* **What the exercise asks**
In the listing below, please print the line that contains "An instance of the green" and every line that follows it, exactly.

Picture shape labeling items
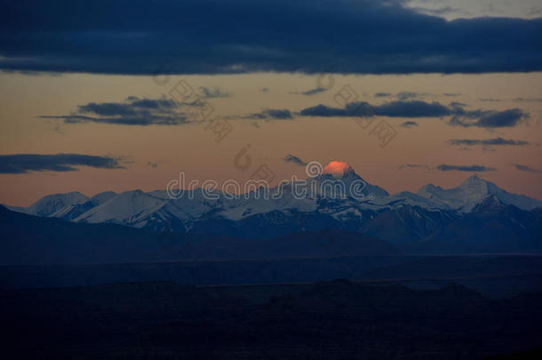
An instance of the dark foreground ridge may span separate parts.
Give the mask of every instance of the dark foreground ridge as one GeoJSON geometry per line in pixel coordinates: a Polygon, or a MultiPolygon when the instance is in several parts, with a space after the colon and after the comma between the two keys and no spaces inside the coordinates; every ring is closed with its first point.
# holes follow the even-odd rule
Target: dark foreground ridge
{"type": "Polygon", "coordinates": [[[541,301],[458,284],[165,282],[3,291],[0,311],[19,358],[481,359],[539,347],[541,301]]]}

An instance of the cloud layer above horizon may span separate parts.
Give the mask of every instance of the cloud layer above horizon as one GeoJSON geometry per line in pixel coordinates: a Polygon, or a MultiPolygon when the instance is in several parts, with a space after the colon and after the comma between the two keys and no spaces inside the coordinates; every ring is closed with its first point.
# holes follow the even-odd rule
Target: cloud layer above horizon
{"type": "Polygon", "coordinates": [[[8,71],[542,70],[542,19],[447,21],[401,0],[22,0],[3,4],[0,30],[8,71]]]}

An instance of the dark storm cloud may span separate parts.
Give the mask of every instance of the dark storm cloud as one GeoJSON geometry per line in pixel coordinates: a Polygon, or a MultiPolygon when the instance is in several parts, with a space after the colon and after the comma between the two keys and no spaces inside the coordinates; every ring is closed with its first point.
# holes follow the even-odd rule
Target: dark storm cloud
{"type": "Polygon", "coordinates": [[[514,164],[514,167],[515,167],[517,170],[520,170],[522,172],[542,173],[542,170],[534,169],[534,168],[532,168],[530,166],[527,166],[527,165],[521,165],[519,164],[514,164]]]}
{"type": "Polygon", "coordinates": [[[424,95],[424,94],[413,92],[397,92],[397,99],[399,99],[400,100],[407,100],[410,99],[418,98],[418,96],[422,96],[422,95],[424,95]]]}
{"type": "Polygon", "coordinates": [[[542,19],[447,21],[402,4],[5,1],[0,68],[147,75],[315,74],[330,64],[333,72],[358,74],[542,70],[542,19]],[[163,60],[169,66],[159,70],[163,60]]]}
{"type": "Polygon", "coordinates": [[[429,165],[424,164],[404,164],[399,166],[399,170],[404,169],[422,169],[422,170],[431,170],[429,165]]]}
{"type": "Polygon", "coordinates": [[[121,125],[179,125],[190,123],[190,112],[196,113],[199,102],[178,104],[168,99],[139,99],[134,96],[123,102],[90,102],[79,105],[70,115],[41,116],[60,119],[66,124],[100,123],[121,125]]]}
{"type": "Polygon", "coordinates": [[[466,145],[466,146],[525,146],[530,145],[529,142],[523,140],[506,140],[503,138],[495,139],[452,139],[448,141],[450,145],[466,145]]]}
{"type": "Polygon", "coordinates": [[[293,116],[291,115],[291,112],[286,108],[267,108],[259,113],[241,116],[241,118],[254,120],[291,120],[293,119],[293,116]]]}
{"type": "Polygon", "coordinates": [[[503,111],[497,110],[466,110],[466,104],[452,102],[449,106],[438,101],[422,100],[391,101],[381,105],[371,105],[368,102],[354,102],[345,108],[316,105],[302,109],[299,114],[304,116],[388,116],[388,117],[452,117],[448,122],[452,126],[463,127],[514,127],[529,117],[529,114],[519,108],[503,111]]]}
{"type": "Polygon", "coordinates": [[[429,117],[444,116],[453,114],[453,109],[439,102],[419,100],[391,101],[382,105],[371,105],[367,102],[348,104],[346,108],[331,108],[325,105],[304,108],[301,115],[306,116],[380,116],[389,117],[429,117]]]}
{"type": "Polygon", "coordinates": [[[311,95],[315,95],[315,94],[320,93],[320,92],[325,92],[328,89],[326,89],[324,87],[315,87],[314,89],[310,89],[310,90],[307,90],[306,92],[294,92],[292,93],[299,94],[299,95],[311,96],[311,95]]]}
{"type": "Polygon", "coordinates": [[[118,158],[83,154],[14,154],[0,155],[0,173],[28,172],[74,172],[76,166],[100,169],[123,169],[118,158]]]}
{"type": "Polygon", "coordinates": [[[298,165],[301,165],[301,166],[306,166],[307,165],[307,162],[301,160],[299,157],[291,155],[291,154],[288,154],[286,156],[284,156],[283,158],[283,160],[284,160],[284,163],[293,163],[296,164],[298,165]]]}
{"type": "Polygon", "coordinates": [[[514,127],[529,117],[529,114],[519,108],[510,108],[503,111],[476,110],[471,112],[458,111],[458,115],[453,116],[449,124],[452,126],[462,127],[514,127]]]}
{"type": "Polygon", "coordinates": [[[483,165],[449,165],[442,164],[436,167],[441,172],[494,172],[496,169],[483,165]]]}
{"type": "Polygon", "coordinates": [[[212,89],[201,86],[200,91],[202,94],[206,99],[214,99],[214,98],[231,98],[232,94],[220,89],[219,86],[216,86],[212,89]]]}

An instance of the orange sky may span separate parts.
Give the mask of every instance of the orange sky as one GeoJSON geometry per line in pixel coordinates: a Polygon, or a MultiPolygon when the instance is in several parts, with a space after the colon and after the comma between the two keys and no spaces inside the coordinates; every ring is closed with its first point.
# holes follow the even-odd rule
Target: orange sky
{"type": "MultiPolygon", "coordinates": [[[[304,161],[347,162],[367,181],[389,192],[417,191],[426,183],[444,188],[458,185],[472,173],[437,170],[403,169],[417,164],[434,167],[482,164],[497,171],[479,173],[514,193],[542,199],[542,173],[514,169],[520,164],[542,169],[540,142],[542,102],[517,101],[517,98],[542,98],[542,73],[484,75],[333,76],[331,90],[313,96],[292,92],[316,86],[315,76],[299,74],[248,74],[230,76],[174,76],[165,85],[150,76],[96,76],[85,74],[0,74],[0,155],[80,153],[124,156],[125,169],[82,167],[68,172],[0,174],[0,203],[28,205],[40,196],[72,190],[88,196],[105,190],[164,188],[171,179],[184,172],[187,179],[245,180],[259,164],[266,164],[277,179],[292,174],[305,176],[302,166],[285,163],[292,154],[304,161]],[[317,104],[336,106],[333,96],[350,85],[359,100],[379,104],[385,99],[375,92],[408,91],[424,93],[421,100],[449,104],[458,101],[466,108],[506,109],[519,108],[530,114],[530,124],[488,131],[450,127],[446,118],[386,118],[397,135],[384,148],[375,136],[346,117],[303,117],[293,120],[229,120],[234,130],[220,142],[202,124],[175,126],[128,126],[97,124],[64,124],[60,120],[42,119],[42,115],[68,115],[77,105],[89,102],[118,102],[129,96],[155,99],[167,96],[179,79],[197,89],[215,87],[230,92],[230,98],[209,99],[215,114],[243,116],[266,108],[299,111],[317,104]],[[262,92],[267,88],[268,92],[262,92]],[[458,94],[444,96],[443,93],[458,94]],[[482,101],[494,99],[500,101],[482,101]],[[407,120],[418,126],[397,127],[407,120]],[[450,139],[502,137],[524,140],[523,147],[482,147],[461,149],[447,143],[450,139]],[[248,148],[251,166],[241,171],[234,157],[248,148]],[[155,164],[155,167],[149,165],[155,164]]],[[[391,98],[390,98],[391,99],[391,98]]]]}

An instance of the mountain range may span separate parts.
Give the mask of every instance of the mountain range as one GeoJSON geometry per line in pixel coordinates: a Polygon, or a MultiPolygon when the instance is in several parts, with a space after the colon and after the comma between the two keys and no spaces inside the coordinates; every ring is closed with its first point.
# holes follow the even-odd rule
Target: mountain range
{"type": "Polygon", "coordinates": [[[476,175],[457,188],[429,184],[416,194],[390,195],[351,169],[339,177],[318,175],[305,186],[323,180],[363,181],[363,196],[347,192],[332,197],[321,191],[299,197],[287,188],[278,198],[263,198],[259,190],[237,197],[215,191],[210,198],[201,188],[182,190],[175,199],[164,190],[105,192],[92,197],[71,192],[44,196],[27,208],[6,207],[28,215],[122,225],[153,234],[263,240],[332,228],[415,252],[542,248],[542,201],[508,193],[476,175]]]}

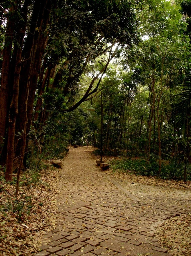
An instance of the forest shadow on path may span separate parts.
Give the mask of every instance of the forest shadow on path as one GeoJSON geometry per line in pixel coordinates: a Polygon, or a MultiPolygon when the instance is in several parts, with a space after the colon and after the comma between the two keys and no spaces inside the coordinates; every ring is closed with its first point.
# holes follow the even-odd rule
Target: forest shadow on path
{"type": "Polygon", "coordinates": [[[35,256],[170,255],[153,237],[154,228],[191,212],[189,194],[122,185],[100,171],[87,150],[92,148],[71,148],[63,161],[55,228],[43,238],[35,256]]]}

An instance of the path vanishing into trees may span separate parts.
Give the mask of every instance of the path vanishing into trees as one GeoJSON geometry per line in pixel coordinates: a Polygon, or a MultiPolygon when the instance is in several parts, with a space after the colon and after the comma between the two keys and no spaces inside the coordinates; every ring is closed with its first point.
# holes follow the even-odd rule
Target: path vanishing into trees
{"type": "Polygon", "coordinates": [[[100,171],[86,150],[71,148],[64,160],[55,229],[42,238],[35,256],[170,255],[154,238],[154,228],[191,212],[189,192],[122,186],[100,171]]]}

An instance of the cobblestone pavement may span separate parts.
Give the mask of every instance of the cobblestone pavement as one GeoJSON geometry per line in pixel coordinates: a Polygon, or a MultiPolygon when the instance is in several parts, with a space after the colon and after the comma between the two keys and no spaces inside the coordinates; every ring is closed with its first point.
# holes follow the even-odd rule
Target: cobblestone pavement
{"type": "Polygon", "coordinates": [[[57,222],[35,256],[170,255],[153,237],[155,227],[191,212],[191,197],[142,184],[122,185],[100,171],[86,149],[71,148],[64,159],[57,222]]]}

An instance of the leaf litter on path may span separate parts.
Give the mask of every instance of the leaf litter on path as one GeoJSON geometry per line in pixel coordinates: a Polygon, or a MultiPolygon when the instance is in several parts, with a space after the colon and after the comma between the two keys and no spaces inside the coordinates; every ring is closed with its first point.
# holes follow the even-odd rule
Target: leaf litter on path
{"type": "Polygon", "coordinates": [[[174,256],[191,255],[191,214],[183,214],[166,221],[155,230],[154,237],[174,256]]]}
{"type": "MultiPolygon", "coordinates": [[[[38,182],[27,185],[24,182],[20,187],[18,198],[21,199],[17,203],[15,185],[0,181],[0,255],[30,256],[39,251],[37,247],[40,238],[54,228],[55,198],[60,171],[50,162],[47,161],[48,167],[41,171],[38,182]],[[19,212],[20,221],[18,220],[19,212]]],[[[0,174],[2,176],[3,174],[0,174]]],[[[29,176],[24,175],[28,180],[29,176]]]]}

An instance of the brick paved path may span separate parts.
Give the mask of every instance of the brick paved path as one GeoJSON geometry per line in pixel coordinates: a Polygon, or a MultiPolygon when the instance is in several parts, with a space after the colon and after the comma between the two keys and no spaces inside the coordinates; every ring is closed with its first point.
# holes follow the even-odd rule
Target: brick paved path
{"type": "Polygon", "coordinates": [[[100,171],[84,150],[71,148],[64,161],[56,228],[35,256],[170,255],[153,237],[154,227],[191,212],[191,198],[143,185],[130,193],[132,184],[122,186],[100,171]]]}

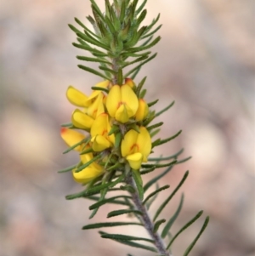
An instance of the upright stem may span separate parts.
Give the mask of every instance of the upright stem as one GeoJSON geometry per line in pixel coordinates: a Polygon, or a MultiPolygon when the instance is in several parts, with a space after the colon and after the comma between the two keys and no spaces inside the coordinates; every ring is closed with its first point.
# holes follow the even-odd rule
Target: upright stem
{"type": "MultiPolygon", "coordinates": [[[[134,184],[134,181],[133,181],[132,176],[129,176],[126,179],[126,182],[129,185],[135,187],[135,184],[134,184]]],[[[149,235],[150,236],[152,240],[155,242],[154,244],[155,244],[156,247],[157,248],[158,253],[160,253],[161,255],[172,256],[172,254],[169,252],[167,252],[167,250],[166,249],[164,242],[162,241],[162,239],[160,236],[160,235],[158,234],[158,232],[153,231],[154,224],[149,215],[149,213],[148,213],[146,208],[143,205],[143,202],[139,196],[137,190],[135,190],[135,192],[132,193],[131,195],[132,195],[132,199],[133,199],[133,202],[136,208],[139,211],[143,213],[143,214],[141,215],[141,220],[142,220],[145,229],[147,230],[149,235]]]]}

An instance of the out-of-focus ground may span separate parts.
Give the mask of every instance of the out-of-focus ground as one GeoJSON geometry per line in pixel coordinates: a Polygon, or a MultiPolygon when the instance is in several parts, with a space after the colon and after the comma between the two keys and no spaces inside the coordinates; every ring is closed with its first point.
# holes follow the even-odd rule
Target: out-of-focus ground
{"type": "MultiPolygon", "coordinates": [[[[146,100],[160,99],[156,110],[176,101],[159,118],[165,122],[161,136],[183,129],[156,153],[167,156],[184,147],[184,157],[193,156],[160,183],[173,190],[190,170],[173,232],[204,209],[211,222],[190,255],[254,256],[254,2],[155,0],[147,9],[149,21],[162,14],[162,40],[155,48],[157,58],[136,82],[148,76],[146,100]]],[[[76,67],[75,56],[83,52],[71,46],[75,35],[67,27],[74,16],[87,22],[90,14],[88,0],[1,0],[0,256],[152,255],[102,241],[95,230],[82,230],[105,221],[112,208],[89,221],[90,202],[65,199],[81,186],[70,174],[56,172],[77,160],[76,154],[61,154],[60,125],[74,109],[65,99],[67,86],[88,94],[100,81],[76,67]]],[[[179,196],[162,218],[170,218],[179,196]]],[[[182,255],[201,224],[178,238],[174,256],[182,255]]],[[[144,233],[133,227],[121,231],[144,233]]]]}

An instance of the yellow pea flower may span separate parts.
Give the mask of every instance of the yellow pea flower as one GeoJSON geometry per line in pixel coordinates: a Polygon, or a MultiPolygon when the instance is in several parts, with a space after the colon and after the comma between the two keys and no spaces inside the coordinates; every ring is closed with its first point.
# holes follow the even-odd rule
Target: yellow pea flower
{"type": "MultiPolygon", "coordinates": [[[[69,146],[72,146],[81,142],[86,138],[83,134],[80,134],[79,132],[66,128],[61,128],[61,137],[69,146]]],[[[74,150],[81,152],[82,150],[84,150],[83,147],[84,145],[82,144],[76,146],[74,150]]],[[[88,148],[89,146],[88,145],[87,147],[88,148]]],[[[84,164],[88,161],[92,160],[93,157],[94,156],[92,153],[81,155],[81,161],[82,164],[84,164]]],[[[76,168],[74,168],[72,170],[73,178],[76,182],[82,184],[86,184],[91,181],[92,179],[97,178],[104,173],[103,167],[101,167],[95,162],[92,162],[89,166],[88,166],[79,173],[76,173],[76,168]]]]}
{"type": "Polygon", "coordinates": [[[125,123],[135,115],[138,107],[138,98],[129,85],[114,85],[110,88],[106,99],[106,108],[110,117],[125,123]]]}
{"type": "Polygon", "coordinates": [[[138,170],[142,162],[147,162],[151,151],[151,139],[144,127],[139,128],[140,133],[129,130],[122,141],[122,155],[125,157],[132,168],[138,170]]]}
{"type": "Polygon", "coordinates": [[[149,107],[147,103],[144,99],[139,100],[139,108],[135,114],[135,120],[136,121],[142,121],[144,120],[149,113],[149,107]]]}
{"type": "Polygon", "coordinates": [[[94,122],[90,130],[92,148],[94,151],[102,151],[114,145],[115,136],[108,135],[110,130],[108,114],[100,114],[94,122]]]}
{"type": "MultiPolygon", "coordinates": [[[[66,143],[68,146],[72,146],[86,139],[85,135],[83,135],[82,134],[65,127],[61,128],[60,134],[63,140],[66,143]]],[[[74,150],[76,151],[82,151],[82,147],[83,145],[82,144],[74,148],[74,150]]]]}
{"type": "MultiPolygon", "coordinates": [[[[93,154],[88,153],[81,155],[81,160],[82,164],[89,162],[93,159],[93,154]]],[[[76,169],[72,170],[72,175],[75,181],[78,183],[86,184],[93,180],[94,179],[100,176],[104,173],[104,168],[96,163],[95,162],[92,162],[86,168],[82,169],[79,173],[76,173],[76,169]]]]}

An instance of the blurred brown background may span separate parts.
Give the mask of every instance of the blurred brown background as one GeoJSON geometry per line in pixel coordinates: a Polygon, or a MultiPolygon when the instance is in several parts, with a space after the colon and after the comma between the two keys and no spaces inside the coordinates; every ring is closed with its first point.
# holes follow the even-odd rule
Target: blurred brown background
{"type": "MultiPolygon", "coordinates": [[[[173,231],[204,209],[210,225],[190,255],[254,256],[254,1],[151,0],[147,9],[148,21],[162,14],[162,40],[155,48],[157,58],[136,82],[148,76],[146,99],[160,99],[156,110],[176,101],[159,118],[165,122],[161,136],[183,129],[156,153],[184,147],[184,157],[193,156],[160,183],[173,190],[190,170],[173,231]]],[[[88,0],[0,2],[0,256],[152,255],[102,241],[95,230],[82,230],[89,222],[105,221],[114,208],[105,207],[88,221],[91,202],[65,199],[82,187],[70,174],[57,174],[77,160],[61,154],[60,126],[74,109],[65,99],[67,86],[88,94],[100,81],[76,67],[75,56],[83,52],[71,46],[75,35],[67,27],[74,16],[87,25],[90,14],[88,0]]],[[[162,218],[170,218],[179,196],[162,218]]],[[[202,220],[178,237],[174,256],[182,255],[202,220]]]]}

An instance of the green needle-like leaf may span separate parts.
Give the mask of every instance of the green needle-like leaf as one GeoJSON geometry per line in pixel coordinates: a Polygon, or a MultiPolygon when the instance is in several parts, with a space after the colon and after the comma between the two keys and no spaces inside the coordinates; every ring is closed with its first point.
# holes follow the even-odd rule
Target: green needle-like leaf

* **Written answer**
An instance of the green needle-like leaf may span separate parts.
Give the mask of every instance of the green needle-like leaf as one GeoJSON geometry per line in pixel coordinates: a Polygon, or a MultiPolygon when the instance is in several parts, with a space after the colon and after the comma between the two keys and no spaces inside the coordinates; every ring is closed with its first point.
# holes follow the even-odd rule
Target: green needle-like leaf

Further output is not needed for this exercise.